#### Data entries ####

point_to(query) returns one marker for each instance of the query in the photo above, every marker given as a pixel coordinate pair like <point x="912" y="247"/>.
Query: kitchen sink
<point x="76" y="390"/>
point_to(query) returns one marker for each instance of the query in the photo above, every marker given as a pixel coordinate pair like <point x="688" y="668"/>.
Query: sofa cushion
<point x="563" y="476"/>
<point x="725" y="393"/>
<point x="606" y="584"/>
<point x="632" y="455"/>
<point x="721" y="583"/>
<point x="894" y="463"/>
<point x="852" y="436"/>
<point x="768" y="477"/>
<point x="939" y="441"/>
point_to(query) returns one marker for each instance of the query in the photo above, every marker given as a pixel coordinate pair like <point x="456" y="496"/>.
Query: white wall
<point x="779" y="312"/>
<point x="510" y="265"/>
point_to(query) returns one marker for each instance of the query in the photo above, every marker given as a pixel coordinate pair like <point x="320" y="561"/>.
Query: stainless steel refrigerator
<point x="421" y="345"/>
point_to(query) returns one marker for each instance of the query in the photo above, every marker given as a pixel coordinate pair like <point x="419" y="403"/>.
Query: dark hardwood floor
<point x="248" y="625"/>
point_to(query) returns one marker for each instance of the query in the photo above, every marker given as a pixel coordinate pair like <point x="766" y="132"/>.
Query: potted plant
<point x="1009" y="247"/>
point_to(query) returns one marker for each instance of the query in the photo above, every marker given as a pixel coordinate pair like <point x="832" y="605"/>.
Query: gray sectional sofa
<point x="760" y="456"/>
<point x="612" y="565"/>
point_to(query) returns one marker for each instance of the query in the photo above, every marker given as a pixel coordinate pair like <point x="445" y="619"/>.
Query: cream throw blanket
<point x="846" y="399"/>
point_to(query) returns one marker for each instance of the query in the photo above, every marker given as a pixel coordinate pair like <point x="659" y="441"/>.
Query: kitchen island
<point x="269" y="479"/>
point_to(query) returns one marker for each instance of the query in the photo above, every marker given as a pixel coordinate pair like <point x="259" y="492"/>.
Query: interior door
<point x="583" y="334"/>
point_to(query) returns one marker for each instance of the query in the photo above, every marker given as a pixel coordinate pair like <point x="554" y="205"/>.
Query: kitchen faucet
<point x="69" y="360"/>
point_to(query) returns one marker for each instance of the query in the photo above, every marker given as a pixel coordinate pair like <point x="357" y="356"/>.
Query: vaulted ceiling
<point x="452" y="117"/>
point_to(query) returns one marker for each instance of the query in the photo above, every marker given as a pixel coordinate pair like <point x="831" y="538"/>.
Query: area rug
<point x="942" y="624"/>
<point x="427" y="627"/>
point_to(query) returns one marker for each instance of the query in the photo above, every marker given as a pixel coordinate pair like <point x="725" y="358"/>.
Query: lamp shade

####

*Exercise goal*
How many lines in the records contain the word "kitchen"? Reply with the number alone.

*Reply to the task*
3